● TUJUAN LATIHAN: Salin ulang dengan persis baris-baris dalam daftar di bawah, dimulai dari baris yang memuat "of the wooden" sampai akhir daftar, termasuk kedua ujungnya.
:: DAFTAR YANG DITAMPILKAN ::
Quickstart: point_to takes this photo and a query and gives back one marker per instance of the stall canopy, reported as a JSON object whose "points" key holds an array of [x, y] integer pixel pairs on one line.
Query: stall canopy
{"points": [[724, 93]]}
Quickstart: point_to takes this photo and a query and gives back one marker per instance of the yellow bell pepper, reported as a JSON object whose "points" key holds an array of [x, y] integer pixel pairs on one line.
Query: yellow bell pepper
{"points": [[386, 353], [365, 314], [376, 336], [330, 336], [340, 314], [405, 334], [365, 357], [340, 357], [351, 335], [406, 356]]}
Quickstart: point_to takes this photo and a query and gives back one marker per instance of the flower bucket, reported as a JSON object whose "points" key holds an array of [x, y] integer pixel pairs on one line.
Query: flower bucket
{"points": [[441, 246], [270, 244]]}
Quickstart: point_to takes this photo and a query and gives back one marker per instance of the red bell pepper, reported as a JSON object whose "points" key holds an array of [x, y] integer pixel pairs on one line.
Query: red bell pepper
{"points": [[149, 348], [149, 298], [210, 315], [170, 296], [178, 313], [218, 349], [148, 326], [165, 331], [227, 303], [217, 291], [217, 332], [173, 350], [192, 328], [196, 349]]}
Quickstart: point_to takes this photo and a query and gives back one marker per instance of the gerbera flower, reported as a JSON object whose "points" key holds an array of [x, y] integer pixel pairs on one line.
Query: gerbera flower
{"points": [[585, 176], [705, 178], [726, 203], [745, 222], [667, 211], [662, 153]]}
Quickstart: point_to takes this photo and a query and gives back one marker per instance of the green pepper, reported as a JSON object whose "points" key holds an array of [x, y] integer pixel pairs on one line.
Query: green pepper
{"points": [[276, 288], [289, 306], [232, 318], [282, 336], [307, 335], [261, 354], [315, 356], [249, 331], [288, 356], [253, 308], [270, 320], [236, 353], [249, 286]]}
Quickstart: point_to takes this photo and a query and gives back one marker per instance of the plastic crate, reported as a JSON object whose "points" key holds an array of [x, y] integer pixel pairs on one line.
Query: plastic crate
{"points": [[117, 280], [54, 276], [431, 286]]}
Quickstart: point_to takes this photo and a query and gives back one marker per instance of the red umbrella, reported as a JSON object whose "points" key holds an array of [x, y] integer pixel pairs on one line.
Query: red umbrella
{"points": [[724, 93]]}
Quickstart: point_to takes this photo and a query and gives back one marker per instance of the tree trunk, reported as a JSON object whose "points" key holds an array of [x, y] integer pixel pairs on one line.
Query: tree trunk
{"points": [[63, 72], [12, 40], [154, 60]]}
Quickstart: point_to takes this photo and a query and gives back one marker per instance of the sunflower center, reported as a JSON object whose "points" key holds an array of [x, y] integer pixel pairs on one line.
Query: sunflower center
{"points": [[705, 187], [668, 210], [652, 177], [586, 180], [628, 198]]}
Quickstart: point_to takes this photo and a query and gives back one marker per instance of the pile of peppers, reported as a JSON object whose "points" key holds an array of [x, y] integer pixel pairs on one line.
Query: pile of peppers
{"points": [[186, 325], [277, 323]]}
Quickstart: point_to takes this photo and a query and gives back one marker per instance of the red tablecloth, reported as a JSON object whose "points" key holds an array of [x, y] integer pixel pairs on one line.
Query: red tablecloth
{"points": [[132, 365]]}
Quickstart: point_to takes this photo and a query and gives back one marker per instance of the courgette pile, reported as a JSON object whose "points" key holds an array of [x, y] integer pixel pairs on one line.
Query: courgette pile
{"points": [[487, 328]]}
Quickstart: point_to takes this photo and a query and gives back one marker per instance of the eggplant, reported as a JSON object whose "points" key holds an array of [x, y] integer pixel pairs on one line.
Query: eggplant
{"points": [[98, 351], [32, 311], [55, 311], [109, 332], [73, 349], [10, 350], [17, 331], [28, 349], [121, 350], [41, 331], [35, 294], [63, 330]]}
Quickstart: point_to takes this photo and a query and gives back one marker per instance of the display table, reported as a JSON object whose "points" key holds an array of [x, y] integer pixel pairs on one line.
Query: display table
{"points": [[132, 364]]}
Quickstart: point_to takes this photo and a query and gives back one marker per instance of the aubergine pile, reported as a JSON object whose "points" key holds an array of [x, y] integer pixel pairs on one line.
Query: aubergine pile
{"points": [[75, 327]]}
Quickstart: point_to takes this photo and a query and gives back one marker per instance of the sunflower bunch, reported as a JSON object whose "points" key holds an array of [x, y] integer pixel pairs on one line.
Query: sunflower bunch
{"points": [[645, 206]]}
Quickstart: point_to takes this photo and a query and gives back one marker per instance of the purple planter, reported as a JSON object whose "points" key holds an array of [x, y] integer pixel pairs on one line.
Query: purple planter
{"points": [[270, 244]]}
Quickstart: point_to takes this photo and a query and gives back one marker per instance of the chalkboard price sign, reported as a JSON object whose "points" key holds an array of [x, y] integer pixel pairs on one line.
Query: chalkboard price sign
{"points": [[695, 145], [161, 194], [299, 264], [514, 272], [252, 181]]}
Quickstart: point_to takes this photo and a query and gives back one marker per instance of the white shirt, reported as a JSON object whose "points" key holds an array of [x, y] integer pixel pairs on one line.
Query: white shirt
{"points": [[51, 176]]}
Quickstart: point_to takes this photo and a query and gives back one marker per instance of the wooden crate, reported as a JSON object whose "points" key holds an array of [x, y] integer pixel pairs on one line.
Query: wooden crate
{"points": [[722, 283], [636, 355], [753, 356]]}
:::
● PENYELESAIAN SOAL:
Quickstart: point_to takes this photo and a query and gives back one marker per instance of the wooden crate, reported as a JSON object whose "points" key holds an array of [x, y] integer pixel pairs on one line.
Query: wooden crate
{"points": [[722, 283], [636, 355], [753, 356]]}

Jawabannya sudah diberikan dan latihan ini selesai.